--- Data for review ---

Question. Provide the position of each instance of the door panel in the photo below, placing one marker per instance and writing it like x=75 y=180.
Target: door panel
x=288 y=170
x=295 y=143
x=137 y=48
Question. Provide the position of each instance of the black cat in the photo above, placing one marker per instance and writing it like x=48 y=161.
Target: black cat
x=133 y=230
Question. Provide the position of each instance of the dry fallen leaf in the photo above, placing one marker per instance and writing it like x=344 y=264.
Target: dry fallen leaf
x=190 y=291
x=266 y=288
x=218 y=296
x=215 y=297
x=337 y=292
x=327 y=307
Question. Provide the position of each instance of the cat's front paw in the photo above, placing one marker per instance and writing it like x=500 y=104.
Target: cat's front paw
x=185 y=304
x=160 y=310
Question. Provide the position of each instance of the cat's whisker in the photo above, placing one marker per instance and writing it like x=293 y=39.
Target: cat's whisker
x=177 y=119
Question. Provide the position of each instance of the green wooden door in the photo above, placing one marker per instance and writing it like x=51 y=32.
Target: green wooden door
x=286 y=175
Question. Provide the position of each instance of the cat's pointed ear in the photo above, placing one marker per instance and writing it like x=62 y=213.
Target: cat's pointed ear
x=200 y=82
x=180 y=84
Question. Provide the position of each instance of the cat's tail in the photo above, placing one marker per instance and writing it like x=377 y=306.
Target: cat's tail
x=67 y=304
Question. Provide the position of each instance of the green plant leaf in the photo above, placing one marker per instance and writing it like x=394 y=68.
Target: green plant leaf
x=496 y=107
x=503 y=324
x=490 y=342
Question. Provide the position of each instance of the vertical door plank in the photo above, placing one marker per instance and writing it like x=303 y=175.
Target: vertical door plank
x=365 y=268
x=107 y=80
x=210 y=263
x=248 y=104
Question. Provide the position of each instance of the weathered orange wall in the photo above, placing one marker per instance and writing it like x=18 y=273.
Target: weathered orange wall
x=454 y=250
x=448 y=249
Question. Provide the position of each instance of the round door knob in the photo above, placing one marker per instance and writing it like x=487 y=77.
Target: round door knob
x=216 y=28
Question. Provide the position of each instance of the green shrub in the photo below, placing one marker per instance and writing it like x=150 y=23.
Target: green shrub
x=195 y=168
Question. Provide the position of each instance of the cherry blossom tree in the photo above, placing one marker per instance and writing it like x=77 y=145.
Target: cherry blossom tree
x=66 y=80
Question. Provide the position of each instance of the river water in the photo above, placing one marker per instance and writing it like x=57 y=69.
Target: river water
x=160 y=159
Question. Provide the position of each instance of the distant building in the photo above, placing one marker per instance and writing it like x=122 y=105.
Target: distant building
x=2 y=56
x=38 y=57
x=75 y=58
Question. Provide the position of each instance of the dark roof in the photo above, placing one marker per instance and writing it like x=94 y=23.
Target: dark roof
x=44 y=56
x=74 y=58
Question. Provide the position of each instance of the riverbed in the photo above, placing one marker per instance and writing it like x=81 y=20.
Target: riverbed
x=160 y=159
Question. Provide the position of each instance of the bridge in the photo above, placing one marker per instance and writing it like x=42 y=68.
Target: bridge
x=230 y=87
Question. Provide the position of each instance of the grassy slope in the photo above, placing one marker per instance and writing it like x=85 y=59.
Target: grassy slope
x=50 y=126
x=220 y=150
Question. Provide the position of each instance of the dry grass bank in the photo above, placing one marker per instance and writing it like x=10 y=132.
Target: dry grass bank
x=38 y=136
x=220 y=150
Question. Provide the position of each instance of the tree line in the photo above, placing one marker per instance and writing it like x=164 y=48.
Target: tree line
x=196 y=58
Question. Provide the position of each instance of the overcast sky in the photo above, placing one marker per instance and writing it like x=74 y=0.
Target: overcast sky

---

**Try it**
Copy out every record above once more, precisely as written.

**Output of the exercise**
Question. Provide the position of each instance of the door panel in the photo below, placing one marker per instance and writing it like x=75 y=180.
Target: door panel
x=288 y=170
x=295 y=143
x=137 y=48
Question. Provide the position of each instance of the black cat in the photo above, placing one marker per instance and writing it like x=48 y=161.
Target: black cat
x=133 y=230
Question. Provide the position of each instance of the dry fallen leaf in the photo above, placing one marker per instance and writing it like x=344 y=264.
Target: dry fallen leaf
x=190 y=291
x=266 y=288
x=218 y=296
x=215 y=297
x=337 y=292
x=327 y=307
Question. Provide the position of each instance of the cat's front paw in the photo above, placing one marker per instance and writing it like x=500 y=104.
Target: cat's front paw
x=185 y=304
x=160 y=310
Question. Provide the position of each instance of the cat's whisker in the photo above, placing one marker per instance and writing it like x=293 y=39.
Target: cat's whisker
x=177 y=119
Question. Provide the position of each instance of the green wooden door in the photo above, placing one marker per instance and writing it like x=51 y=32.
Target: green wooden door
x=286 y=175
Question. Provide the position of each instance of the cat's pointed ear in the photo above, placing one marker per instance and writing it like x=62 y=213.
Target: cat's pointed ear
x=200 y=82
x=180 y=84
Question. Provide the position of each instance of the cat's tail in the photo above, placing one marker per instance and writing it like x=377 y=306.
Target: cat's tail
x=67 y=304
Question. Provide the position of each instance of the green plant leaf in the photo above, placing one marker per instance and writing it like x=394 y=68.
Target: green plant leaf
x=496 y=107
x=503 y=324
x=490 y=342
Question. Provide the position of each instance of the vertical door plank in the photo above, placing one marker per instance and writing it like x=303 y=175.
Target: vertical door plank
x=365 y=268
x=107 y=80
x=210 y=263
x=248 y=104
Question. Provide the position of each instance of the weathered orange wall in the photo above, placing one marker per instance and writing it like x=18 y=273.
Target: weathered orange wall
x=454 y=250
x=448 y=249
Question. Provide the position of each instance of the round door knob in the photo above, placing one marker per instance and writing it like x=487 y=77.
Target: round door knob
x=216 y=28
Question. Provide the position of each instance of the green shrub in the photo below, placing one marker per instance and writing it like x=150 y=23.
Target: green shrub
x=195 y=168
Question. Provide the position of each instance of the cherry blossom tree in the photo above, placing one marker per instance and writing it like x=77 y=145.
Target: cherry blossom tree
x=66 y=80
Question. Provide the position of each instance of the river water in the photo above, placing one marker per instance and writing it like x=57 y=69.
Target: river water
x=160 y=159
Question. Provide the position of each instance of the distant building in the photo above, placing one marker per instance and writing it like x=122 y=105.
Target: distant building
x=2 y=56
x=38 y=57
x=75 y=58
Question. Provide the position of each instance of the dark roof in the photo above, placing one marker per instance and writing it like x=94 y=23.
Target: dark roof
x=44 y=56
x=74 y=58
Question. Provide the position of each instance of the riverbed in the photo above, placing one marker per instance and writing it like x=81 y=20.
Target: riverbed
x=160 y=159
Question. Provide the position of each instance of the bridge in the photo above, placing one marker per instance and writing it like x=42 y=68.
Target: bridge
x=230 y=87
Question. Provide the position of each instance of the grassy slope in the photo above, placing one marker per instance and writing it like x=85 y=59.
Target: grassy slope
x=50 y=126
x=220 y=150
Question. Provide the position of each instance of the dry grass bank in the photo above, placing one marker per instance and writing it like x=10 y=132.
Target: dry grass bank
x=38 y=136
x=220 y=150
Question. Provide the position of each instance of the tree line in the photo above, placing one marker per instance and writing it like x=164 y=48.
Target: tree line
x=196 y=58
Question. Provide the position of each instance of the overcast sky in the photo above, placing one marker per instance and writing it like x=74 y=0.
Target: overcast sky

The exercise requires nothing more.